• **INFORMATION PROVIDED**:

* * * * *

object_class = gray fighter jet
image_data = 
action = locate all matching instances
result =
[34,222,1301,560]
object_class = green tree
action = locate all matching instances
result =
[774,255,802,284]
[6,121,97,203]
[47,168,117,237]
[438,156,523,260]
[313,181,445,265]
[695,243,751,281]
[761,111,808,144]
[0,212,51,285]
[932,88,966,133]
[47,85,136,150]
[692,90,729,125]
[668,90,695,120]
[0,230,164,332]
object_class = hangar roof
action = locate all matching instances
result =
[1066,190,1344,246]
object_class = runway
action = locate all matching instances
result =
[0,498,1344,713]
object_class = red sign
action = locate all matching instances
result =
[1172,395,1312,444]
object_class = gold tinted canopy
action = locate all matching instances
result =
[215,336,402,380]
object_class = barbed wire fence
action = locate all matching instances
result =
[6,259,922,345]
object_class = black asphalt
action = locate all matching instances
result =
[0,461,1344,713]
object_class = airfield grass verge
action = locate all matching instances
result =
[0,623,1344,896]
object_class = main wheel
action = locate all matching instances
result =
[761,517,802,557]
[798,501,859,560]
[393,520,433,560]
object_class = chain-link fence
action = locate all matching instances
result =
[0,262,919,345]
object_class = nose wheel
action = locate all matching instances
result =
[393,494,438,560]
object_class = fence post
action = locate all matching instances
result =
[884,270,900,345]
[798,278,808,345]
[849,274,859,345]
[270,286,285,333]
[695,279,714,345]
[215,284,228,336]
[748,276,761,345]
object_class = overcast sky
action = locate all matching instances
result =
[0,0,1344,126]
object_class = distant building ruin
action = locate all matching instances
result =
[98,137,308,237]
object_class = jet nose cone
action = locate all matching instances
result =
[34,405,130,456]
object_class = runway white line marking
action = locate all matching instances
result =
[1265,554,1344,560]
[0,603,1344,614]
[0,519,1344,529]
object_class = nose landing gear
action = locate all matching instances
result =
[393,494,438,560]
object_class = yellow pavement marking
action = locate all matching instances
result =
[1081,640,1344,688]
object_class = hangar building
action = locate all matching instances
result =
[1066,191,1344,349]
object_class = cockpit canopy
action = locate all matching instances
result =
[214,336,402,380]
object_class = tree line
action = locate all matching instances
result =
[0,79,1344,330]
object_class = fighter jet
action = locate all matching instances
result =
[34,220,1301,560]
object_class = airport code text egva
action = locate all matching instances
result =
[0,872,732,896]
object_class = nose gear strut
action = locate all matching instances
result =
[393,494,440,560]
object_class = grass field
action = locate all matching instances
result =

* * * * *

• **WRITTEN TASK**: Repeat the records above exactly.

• **WRITTEN RESPONSE**:
object_class = gray fighter jet
image_data = 
action = locate all matching instances
result =
[34,222,1301,560]
object_class = green tree
action = locate all matching instances
result =
[774,255,802,284]
[6,121,97,203]
[47,168,117,237]
[438,156,523,260]
[313,181,445,265]
[695,243,751,281]
[761,111,808,144]
[0,212,51,285]
[932,88,966,133]
[47,85,136,150]
[692,90,729,125]
[668,90,695,120]
[0,230,164,332]
object_class = hangar roof
action = locate all matching instances
result =
[1066,190,1344,246]
object_class = runway
action = locate all matching instances
result =
[0,498,1344,713]
object_class = red sign
action = locate all matching instances
result =
[1172,395,1312,444]
object_class = gold tinted canopy
action = locate all matching instances
result =
[215,336,402,380]
object_class = barbed wire fence
action = locate all matching instances
result =
[6,259,922,345]
object_class = black asphalt
action = locate all matching instances
result =
[0,461,1344,713]
object_class = airfield grass verge
action = locate all matching instances
result =
[0,623,1344,896]
object_class = main wheel
action = locate all matching instances
result =
[761,517,802,557]
[798,501,859,560]
[393,520,433,560]
object_class = chain-link fence
action = locate all matching instances
result =
[0,262,919,345]
object_class = nose wheel
action = locate all matching instances
result =
[393,494,438,560]
object_class = fence post
action = locate all matching instances
result =
[884,270,900,345]
[798,278,808,345]
[849,274,859,345]
[270,286,285,333]
[695,279,714,345]
[215,284,228,336]
[748,276,761,345]
object_class = overcast sky
action = locate all matching instances
result =
[0,0,1344,126]
object_class = distant building ruin
action = locate all matching instances
result =
[98,137,308,237]
object_class = jet nose cone
action = locate all matching instances
result =
[34,405,130,456]
object_class = runway white line marking
action = locate all matching instances
result =
[1265,554,1344,560]
[0,603,1344,614]
[0,519,1344,529]
object_class = nose landing gear
action = locate all matching instances
result =
[393,494,438,560]
object_class = yellow pavement marking
action = locate all matching instances
result =
[1081,640,1344,688]
object_class = hangar building
action = locate all matching instances
result =
[1066,191,1344,349]
object_class = cockpit canopy
action = locate all matching instances
result =
[214,336,402,380]
object_class = tree line
action = locate all matching instances
result =
[0,79,1344,330]
object_class = fighter jet
action = locate all matching instances
result =
[34,220,1301,560]
object_class = airport code text egva
action = locate all matching instances
result =
[0,872,732,896]
object_class = nose gear strut
action = locate all matching instances
result =
[393,494,440,560]
object_class = grass field
action = locate all matching instances
result =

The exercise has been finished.